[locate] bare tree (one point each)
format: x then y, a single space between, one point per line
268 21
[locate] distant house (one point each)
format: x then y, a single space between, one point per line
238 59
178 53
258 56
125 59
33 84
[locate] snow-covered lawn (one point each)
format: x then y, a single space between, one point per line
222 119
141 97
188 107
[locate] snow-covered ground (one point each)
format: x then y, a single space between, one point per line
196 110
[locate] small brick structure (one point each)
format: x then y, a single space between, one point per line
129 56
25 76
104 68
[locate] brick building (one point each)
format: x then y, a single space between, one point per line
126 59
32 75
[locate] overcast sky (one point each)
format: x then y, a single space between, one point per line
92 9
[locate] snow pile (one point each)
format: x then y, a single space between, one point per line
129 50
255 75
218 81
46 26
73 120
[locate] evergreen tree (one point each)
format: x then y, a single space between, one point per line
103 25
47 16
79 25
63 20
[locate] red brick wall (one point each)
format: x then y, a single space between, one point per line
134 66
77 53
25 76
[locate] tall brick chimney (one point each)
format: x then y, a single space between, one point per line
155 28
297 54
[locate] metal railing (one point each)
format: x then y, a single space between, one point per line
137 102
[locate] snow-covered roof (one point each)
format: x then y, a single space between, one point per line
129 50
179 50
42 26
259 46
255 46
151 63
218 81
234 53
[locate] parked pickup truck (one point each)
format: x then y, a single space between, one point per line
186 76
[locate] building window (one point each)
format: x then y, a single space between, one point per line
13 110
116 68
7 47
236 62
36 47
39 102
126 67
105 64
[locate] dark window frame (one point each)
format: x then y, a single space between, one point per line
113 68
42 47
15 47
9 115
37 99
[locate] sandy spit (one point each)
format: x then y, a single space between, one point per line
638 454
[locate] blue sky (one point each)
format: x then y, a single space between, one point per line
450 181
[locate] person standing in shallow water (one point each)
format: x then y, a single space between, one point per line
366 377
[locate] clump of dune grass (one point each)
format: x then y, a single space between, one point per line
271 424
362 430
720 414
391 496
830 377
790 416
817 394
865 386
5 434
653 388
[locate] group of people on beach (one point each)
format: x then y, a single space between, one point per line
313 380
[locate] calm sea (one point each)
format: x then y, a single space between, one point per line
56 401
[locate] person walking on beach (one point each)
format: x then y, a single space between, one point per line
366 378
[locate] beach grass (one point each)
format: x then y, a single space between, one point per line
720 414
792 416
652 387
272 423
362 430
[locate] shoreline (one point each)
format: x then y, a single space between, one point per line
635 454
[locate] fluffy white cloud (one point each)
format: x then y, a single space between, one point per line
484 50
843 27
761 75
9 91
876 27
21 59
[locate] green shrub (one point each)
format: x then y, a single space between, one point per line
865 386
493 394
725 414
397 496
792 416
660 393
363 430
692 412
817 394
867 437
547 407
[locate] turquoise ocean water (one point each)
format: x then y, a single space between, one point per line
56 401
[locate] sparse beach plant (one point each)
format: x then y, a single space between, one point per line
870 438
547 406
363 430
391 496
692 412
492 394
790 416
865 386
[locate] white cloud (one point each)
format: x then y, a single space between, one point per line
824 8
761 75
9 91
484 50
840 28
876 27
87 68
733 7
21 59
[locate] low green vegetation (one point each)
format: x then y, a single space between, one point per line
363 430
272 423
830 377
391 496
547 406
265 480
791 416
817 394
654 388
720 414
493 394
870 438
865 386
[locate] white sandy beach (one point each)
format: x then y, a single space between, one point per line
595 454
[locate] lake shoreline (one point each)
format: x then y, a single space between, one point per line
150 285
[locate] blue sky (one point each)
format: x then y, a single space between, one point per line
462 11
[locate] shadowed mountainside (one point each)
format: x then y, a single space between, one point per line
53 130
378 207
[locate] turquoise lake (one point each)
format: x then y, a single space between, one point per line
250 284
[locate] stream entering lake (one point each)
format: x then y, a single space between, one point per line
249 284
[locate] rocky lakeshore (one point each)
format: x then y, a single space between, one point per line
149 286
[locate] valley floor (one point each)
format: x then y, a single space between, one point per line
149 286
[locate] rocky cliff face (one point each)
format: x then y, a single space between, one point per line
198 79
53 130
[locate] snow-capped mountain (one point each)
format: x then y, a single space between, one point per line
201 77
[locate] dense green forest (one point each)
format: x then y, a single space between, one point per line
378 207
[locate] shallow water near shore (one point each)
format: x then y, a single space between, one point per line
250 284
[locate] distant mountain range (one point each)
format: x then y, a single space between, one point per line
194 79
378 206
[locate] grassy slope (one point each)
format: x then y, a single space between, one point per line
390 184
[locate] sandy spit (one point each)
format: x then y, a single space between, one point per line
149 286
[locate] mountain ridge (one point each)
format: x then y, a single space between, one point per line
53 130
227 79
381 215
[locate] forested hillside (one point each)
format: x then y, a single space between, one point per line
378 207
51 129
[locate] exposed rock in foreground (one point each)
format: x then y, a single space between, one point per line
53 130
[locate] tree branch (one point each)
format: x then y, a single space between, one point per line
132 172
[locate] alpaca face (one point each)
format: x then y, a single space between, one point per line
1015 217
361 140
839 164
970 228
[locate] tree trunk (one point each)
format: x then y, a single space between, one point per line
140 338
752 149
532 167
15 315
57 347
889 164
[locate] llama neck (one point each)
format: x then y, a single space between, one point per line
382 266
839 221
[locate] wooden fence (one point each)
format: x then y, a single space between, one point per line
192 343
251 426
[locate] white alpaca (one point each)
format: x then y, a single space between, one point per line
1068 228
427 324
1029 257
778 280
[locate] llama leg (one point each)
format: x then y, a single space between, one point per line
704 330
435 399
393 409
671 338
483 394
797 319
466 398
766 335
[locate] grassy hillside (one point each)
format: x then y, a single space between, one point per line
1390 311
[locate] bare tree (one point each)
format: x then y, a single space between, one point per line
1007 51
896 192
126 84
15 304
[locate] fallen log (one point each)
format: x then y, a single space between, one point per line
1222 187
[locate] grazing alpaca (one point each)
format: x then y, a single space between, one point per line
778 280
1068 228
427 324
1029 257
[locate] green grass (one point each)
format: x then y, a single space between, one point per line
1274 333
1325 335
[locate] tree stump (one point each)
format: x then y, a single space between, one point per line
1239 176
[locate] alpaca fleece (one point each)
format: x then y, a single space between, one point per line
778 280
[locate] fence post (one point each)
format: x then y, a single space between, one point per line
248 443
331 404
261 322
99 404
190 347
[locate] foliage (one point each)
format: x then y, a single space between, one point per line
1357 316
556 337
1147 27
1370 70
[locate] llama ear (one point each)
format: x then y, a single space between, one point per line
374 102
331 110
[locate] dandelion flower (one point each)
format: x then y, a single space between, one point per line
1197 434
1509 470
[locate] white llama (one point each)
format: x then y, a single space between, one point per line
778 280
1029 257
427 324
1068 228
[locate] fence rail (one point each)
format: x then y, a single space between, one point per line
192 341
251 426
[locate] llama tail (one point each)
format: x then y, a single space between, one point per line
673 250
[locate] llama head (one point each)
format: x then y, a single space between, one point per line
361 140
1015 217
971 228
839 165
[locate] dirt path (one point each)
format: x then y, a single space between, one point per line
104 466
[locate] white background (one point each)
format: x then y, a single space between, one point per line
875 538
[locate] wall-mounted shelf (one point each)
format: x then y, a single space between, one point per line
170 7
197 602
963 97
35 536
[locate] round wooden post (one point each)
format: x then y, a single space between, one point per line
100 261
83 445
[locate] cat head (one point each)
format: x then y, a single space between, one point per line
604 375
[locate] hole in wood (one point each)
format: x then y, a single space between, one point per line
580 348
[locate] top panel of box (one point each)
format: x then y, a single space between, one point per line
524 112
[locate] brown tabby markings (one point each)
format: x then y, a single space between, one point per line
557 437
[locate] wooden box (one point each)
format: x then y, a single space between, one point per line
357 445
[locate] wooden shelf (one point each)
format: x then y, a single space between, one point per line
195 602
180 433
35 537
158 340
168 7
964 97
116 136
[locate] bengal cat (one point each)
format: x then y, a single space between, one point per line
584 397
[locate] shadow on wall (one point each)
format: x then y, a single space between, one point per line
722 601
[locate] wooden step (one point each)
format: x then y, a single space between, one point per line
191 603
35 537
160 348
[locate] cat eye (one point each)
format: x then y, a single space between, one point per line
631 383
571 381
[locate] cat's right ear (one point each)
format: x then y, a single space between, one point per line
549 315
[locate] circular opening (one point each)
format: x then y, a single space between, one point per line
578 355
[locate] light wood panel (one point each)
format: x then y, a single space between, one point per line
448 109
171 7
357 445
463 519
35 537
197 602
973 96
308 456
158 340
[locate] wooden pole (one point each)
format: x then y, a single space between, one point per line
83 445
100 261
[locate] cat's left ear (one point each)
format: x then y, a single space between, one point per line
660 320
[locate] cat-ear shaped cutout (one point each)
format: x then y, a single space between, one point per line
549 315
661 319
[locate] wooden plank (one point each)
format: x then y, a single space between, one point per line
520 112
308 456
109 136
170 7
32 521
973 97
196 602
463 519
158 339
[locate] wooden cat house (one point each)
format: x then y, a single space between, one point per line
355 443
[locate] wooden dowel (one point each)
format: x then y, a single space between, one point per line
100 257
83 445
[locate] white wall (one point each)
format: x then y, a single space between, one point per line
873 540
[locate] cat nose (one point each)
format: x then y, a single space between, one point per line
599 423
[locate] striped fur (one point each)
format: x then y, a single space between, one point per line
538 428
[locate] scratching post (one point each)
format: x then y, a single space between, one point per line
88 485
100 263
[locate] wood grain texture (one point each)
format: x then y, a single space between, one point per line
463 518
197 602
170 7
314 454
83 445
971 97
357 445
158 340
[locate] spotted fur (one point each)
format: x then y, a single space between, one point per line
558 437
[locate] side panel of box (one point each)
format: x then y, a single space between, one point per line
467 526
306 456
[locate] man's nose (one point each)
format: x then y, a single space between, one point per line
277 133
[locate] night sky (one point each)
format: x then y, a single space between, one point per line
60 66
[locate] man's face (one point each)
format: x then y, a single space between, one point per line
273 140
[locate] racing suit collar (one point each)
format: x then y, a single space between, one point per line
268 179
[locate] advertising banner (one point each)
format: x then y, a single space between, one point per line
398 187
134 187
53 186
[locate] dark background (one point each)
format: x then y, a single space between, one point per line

## What you need to do
Output the line that contains "[locate] wooden pole (one point each)", followed by every later line in the listing, with no line omitted and none added.

## Response
[locate] wooden pole (one point each)
format: x then y, a single space between, one point per line
83 445
100 261
[locate] cat's left ear (one point each)
format: x then y, a single space between, one point per line
660 320
[locate] cat-ear shaped cutout (one point each)
format: x then y, a single space between, one point per line
549 315
661 319
[locate] wooden plank (one point each)
format: x then y, a single space between, one point per line
520 112
308 456
109 136
170 7
32 521
973 97
196 602
463 519
158 339
[locate] wooden cat house (one point each)
format: x then y, a single space between, one point per line
355 443
[locate] wooden dowel (one point each)
format: x then y, a single space between, one point per line
100 257
83 445
[locate] white wall (one point each)
format: x then y, a single space between, one point per line
873 540
[locate] cat nose (one point each)
format: x then y, a single space between, one point per line
599 423
[locate] striped fur (one point each)
format: x then y, a single space between, one point per line
538 428
[locate] scratching post (one point each)
format: x then y, a single space between, one point per line
88 485
100 263
[locate] wood grain texture (one point each)
format: x then y, a single space between, one point per line
463 518
197 602
170 7
314 454
83 445
971 97
357 445
158 340
[locate] spotted fur (one point each)
format: x then y, a single space between, one point per line
558 437
[locate] side panel of box (one point each)
format: x then y, a single space between, one point per line
467 526
306 456
[locate] man's nose (one point each)
format: x then y, a single space between, one point per line
277 133
[locate] night sky (one point each)
format: x then y, a single space between, one point per line
60 66
[locate] man's face (one point each)
format: x then y, a single space between, one point per line
273 140
[locate] racing suit collar (one point each)
format: x then y, a single space between, one point per line
268 179
[locate] advertising banner (one point each)
format: x then y, a single space between, one point per line
398 187
134 187
53 186
[locate] dark background (one point each)
format: x then y, a single space between, one point per line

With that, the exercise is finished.